=== What to do ===
Update the lines below by replacing "riverside vegetation" with "shoreline plants" wherever it occurs, keeping everything else the same.

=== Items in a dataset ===
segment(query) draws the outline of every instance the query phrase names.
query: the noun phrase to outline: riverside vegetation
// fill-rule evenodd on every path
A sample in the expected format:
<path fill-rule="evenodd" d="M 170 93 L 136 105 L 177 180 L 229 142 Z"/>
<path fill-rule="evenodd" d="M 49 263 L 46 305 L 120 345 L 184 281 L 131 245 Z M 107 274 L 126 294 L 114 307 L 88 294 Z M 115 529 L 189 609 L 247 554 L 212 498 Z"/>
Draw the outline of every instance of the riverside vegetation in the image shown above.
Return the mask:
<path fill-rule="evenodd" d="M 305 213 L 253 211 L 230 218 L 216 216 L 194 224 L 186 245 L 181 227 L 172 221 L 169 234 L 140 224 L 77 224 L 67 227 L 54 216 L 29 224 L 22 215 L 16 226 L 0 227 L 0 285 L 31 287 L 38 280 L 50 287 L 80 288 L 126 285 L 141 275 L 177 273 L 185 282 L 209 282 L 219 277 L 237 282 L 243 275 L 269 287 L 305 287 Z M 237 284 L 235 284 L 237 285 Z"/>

=== Complete response ===
segment(query) draws the outline of every instance the query phrase names.
query: the noun phrase to outline: shoreline plants
// fill-rule evenodd on every path
A sample in the expected format:
<path fill-rule="evenodd" d="M 170 93 L 136 105 L 177 180 L 229 142 Z"/>
<path fill-rule="evenodd" d="M 49 263 L 46 305 L 120 345 L 184 281 L 131 245 Z M 107 274 L 126 294 L 114 307 L 88 294 Z M 115 529 L 189 609 L 247 554 L 212 498 Z"/>
Draw the outline of every instance of the shoreline plants in the image shown above.
Return the mask:
<path fill-rule="evenodd" d="M 305 213 L 253 211 L 230 218 L 216 216 L 194 224 L 186 245 L 181 227 L 172 221 L 169 234 L 140 224 L 77 224 L 67 227 L 54 216 L 29 224 L 22 215 L 16 226 L 0 227 L 0 285 L 31 287 L 38 280 L 50 287 L 80 288 L 126 285 L 141 275 L 177 273 L 185 282 L 209 282 L 219 277 L 237 282 L 243 275 L 269 287 L 305 287 Z M 237 284 L 235 284 L 237 285 Z"/>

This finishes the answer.